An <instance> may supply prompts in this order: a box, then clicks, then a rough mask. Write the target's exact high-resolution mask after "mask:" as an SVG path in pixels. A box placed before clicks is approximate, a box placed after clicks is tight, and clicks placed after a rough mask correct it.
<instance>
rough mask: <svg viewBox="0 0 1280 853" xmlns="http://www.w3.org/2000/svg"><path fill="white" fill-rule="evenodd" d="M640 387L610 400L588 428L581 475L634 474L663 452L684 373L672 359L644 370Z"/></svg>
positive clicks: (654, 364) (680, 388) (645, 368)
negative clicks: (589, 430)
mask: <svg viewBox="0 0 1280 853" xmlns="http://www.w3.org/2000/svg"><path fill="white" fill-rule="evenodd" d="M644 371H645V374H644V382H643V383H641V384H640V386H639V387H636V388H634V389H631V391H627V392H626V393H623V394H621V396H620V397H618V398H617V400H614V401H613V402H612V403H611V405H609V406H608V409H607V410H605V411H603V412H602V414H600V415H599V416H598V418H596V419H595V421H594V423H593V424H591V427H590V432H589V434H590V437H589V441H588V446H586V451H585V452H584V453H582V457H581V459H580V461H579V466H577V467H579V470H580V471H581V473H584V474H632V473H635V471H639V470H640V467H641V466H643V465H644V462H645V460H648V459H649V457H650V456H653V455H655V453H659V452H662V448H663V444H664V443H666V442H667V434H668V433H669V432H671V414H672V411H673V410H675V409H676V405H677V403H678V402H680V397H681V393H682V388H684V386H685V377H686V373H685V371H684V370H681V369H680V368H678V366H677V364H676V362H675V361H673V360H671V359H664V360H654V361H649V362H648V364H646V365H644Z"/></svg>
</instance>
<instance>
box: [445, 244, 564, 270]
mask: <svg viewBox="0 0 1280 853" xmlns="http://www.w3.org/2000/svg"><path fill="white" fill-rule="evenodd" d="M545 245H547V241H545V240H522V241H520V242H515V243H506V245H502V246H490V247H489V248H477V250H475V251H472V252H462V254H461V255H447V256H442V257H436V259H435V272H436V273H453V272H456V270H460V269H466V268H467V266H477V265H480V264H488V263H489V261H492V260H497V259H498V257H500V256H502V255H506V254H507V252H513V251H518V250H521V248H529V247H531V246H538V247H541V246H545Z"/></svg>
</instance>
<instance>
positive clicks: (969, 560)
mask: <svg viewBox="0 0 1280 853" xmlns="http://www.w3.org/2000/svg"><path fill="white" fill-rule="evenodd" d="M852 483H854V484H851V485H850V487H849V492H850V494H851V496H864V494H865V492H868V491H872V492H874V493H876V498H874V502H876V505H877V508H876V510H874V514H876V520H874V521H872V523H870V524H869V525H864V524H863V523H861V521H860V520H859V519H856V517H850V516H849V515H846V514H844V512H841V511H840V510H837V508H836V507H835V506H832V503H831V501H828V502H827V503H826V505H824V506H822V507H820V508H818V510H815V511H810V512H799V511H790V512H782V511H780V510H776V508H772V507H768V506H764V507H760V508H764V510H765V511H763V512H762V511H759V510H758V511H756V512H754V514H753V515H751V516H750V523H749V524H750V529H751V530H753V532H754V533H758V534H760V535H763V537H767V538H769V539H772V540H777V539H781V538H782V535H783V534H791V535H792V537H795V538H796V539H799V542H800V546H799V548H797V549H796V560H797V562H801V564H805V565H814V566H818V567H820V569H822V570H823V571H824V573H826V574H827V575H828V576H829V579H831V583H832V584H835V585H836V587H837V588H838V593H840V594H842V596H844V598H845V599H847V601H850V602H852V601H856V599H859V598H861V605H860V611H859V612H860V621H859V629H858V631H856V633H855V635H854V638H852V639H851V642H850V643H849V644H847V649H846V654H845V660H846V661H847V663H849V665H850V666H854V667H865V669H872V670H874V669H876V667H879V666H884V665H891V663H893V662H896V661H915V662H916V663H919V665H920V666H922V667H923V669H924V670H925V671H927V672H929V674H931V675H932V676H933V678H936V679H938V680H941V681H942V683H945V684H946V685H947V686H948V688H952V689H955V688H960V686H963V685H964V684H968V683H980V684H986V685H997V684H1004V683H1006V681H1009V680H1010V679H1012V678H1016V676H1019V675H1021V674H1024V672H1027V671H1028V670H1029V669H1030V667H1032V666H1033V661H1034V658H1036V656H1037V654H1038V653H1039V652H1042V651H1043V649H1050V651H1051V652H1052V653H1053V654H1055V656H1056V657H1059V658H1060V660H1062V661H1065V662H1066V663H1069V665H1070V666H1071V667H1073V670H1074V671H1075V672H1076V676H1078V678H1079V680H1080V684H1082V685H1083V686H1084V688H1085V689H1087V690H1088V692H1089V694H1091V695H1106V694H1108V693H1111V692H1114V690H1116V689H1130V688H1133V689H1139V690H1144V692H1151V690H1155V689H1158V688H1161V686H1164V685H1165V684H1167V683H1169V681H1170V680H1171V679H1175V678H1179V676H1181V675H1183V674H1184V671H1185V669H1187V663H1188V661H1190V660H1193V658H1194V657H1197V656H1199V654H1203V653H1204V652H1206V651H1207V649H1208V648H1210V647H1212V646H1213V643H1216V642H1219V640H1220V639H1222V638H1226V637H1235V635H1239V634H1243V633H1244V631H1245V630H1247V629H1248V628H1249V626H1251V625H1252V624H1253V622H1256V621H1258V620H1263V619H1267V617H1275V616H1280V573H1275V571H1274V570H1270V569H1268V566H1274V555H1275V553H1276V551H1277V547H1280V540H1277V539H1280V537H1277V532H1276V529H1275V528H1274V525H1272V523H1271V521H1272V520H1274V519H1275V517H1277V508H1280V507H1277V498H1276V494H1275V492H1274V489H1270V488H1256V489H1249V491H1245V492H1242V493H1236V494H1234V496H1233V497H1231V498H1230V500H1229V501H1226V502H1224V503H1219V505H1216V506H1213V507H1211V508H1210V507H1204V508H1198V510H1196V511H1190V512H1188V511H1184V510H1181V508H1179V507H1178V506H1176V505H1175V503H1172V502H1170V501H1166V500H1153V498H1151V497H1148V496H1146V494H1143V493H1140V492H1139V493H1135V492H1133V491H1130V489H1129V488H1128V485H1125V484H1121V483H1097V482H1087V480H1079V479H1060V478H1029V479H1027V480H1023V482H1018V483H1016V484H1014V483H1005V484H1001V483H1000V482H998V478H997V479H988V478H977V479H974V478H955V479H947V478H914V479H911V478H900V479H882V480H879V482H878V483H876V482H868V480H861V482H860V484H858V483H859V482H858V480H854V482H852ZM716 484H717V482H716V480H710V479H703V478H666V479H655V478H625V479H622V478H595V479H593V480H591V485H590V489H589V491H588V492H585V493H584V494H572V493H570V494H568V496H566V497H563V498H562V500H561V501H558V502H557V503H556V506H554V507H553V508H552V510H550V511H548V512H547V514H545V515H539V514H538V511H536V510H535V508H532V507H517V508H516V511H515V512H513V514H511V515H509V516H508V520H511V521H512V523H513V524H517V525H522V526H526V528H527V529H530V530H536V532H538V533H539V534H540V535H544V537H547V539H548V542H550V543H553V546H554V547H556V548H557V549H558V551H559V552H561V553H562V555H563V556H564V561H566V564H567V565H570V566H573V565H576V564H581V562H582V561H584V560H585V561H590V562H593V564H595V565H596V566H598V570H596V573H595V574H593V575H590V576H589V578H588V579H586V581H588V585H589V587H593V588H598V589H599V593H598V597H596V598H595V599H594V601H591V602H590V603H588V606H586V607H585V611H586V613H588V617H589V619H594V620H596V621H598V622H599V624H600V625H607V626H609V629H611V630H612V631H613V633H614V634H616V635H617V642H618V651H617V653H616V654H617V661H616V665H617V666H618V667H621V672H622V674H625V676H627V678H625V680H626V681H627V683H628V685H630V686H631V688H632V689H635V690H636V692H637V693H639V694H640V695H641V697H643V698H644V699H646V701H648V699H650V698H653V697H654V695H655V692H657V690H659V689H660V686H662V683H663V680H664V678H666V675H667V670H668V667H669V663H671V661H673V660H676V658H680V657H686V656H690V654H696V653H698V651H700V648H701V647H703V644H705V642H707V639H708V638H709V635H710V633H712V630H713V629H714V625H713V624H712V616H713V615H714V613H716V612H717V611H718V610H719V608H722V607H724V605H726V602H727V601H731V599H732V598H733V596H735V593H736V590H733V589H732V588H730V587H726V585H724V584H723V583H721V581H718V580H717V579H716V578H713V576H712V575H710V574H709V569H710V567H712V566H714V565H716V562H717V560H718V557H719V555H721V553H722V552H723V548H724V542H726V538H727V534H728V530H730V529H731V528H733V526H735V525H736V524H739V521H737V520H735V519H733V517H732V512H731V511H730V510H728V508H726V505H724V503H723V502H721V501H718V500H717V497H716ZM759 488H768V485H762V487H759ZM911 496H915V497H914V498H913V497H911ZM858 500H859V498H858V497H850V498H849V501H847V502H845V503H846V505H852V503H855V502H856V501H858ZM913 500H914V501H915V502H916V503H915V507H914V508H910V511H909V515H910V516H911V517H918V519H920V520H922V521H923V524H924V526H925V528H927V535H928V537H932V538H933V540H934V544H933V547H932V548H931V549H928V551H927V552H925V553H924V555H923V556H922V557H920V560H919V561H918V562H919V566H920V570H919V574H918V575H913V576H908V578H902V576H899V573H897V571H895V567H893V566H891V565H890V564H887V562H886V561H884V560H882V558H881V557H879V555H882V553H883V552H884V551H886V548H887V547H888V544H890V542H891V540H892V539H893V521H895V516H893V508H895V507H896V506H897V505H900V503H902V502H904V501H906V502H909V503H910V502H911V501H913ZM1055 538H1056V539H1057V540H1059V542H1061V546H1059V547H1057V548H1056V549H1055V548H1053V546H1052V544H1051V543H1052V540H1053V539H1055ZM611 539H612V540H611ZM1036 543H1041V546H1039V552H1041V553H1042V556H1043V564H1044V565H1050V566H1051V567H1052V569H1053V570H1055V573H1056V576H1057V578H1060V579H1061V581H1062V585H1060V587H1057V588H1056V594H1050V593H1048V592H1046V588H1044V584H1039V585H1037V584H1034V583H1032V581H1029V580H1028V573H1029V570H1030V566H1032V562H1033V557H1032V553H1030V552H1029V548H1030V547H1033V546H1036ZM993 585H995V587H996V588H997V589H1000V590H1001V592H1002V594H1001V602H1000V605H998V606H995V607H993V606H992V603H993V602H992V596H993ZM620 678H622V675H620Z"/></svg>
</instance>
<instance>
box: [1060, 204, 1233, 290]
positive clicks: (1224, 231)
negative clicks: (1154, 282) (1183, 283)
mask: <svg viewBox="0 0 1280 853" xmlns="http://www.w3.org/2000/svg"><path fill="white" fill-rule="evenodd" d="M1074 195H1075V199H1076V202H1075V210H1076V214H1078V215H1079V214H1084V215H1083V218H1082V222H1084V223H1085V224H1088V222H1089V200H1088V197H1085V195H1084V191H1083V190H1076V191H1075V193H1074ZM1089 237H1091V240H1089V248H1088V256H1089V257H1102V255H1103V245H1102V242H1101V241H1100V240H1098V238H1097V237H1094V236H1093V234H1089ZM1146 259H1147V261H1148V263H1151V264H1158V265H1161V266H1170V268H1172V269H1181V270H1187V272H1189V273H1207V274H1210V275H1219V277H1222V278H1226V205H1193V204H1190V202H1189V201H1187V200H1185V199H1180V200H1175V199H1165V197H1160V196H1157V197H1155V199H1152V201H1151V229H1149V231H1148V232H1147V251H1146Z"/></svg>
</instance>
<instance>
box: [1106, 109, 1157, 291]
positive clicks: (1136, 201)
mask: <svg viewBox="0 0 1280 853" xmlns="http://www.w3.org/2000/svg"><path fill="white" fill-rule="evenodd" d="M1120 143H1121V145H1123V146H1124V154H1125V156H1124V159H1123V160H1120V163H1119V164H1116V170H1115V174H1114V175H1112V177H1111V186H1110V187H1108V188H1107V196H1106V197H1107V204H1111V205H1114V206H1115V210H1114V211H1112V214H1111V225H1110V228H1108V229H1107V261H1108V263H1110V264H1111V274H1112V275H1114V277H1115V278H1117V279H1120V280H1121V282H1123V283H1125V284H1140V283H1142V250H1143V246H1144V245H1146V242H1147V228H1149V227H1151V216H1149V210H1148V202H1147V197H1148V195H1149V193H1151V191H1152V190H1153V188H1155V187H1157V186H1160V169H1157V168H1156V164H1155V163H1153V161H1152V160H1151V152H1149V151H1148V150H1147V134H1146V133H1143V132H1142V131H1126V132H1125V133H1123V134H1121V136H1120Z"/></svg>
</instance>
------------------------------------------------
▶ **What the task requires**:
For the string "clicks", find every line of the material that contains it, and copy each one.

▶ **Written solution**:
An <instance> may supply prompts in this order: a box, then clicks, then a rough mask. Write the target's exact high-resolution mask after "mask:" as an SVG path in pixels. A box placed before clicks is approximate, a box placed after clicks is tight, and clicks placed after a rough mask correct it.
positive clicks: (654, 364) (680, 388) (645, 368)
negative clicks: (589, 430)
positive clicks: (969, 560)
positive clicks: (1224, 231)
negative clicks: (1154, 282) (1183, 283)
positive clicks: (1136, 201)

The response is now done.